* start Supplied entries *

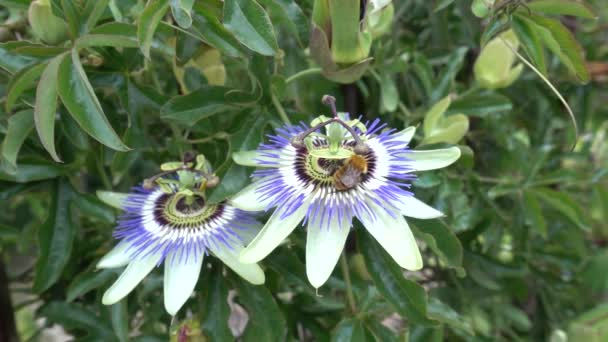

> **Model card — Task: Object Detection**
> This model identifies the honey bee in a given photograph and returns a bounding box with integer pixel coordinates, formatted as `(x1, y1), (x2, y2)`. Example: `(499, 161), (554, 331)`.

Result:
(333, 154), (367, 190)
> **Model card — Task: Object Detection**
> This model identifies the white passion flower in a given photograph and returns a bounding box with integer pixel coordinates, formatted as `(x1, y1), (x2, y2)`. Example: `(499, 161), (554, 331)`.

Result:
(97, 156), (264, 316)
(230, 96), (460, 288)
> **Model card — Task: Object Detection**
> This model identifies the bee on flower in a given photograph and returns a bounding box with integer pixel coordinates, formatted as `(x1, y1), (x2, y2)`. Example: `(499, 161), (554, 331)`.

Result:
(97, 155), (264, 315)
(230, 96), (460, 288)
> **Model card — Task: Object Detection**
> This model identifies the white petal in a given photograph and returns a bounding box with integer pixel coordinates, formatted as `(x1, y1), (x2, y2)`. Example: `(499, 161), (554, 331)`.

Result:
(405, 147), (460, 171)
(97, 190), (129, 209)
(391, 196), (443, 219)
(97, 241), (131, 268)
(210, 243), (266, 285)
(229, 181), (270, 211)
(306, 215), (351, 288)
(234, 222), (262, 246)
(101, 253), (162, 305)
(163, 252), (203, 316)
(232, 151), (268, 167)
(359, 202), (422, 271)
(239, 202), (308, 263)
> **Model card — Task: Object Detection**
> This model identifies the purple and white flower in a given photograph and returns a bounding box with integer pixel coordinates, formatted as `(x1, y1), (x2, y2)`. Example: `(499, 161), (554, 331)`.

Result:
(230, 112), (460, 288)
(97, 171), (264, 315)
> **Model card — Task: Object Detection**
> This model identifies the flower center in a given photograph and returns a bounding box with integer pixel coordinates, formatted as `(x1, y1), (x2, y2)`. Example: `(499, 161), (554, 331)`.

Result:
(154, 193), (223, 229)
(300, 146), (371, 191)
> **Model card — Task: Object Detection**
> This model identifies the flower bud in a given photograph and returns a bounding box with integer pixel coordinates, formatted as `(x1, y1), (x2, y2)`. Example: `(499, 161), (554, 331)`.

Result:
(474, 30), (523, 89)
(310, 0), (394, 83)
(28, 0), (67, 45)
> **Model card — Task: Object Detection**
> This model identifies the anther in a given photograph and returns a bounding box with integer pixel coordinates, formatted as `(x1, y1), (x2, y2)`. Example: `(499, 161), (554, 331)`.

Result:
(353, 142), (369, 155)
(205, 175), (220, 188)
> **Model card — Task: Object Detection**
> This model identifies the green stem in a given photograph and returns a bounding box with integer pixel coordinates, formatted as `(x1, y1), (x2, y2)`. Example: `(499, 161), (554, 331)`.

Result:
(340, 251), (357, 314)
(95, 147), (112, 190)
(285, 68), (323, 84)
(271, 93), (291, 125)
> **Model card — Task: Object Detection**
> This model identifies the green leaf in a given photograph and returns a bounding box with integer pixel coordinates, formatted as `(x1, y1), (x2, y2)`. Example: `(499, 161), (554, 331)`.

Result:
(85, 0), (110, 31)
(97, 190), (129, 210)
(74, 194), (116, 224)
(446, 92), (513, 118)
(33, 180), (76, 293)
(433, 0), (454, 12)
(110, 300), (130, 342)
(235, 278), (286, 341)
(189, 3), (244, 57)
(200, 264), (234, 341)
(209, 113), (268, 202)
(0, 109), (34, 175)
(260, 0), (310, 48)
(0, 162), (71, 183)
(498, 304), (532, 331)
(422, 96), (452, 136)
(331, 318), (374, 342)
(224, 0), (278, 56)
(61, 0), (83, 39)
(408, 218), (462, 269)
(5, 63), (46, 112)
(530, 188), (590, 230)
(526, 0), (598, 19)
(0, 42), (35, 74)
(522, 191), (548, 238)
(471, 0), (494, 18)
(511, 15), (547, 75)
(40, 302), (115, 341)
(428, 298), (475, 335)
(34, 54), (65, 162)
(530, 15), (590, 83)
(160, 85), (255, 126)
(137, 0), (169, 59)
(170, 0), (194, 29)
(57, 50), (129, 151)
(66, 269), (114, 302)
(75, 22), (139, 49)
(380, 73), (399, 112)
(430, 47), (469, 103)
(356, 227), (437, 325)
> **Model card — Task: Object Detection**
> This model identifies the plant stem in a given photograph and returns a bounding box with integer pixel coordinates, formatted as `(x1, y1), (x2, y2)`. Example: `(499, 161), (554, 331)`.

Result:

* end Supplied entries *

Written exercise. Rewrite all of the entries above as a numbered list, one line per item, omitting any blank lines. Exclude the pictures from your answer.

Complete response.
1. > **Model card — Task: Object Detection**
2. > This model identifies the honey bee in a given photograph and returns a bounding box with integer pixel coordinates, formatted as `(x1, y1), (x2, y2)`. Example: `(499, 161), (554, 331)`.
3. Result:
4. (333, 154), (367, 190)
5. > **Model card — Task: Object Detection**
6. > This model identifies the white passion flower in a given photograph and returns a bounding box with integer pixel coordinates, formatted as `(x1, y1), (x2, y2)`. Example: `(499, 161), (554, 331)`.
7. Result:
8. (97, 156), (264, 316)
9. (230, 96), (460, 288)
10. > **Model card — Task: Object Detection**
11. > This model identifies the bee on flower in a given photograph and returns a bounding box with integer pixel coordinates, formatted as `(x1, y1), (x2, y2)`. Example: `(499, 161), (554, 331)`.
12. Result:
13. (97, 155), (264, 315)
14. (230, 96), (460, 288)
15. > **Model card — Task: Object Detection**
16. > This model identifies the white petal in a given photograph and returns a bounding box with integer pixel coordinates, formatted as `(x1, y1), (x2, y2)`. Example: `(499, 161), (554, 331)`.
17. Result:
18. (405, 147), (460, 171)
19. (97, 190), (129, 209)
20. (391, 196), (443, 219)
21. (97, 241), (131, 268)
22. (210, 243), (266, 285)
23. (229, 181), (270, 211)
24. (306, 215), (351, 288)
25. (234, 222), (262, 246)
26. (101, 253), (162, 305)
27. (163, 252), (203, 316)
28. (232, 151), (268, 167)
29. (359, 202), (422, 271)
30. (239, 202), (308, 263)
31. > **Model card — Task: Object Detection**
32. > This model identifies the purple and white flower in a given photograph and returns a bounding box with integer pixel coordinates, formatted as `(x1, y1), (x2, y2)`. Example: `(499, 161), (554, 331)`.
33. Result:
34. (230, 112), (460, 288)
35. (97, 171), (264, 315)
36. > **Model card — Task: Object Detection**
37. > This model identifies the flower center in a given photograph and returns a bounding box with integer pixel coordinates, formatted as `(x1, y1), (x2, y2)`. Example: `(499, 161), (554, 331)`.
38. Result:
39. (154, 193), (223, 229)
40. (300, 146), (371, 191)
41. > **Model card — Task: Object Detection**
42. > This model identifies the flower bud in a given photograph and returns a bounding box with integer pixel coordinates, formatted as `(x1, y1), (x2, y2)`. Example: `(499, 161), (554, 331)`.
43. Result:
44. (474, 30), (523, 89)
45. (310, 0), (394, 83)
46. (28, 0), (67, 45)
47. > **Model card — Task: Object Detection**
48. > This model identifies the anther in a given photograph and returns a bounding box with integer pixel coordinates, formatted as `(x1, y1), (x2, y2)`. Example: `(499, 161), (554, 331)`.
49. Result:
50. (353, 142), (369, 155)
51. (205, 175), (220, 188)
52. > **Model card — Task: Object Detection**
53. > This model identifies the green stem in a given photograph and returns a bounding box with integer pixel coordinates, formatted as `(x1, y1), (x2, y2)`. Example: `(499, 161), (554, 331)`.
54. Result:
55. (340, 251), (357, 314)
56. (95, 147), (112, 190)
57. (285, 68), (323, 84)
58. (271, 93), (291, 125)
59. > **Model card — Task: Object Detection**
60. > This model identifies the green leaf in a given photograph and returns a bounding box with integer pixel coordinates, formatted as `(x1, y1), (x2, y2)`. Example: `(499, 161), (554, 331)`.
61. Result:
62. (85, 0), (110, 31)
63. (97, 190), (129, 210)
64. (74, 194), (116, 224)
65. (446, 92), (513, 118)
66. (33, 180), (76, 293)
67. (433, 0), (454, 12)
68. (110, 300), (130, 342)
69. (235, 278), (286, 341)
70. (189, 3), (244, 57)
71. (200, 264), (234, 341)
72. (209, 113), (268, 202)
73. (0, 109), (34, 175)
74. (260, 0), (310, 48)
75. (0, 162), (71, 183)
76. (498, 304), (532, 331)
77. (422, 96), (452, 136)
78. (331, 318), (374, 342)
79. (224, 0), (278, 56)
80. (61, 0), (83, 39)
81. (408, 218), (462, 269)
82. (5, 63), (46, 112)
83. (530, 188), (590, 230)
84. (526, 0), (598, 19)
85. (0, 42), (35, 74)
86. (522, 191), (548, 238)
87. (471, 0), (494, 18)
88. (511, 15), (547, 75)
89. (40, 302), (115, 341)
90. (428, 298), (475, 335)
91. (34, 54), (65, 162)
92. (530, 15), (590, 83)
93. (160, 85), (255, 126)
94. (137, 0), (169, 59)
95. (170, 0), (194, 29)
96. (57, 50), (129, 151)
97. (66, 269), (114, 302)
98. (75, 22), (139, 49)
99. (380, 73), (399, 112)
100. (430, 47), (469, 103)
101. (356, 227), (437, 325)
102. > **Model card — Task: Object Detection**
103. > This model identifies the plant stem in a given photograph and returns a bounding box with integer pixel coordinates, formatted as `(x1, y1), (x2, y2)`. Example: `(499, 161), (554, 331)`.
104. Result:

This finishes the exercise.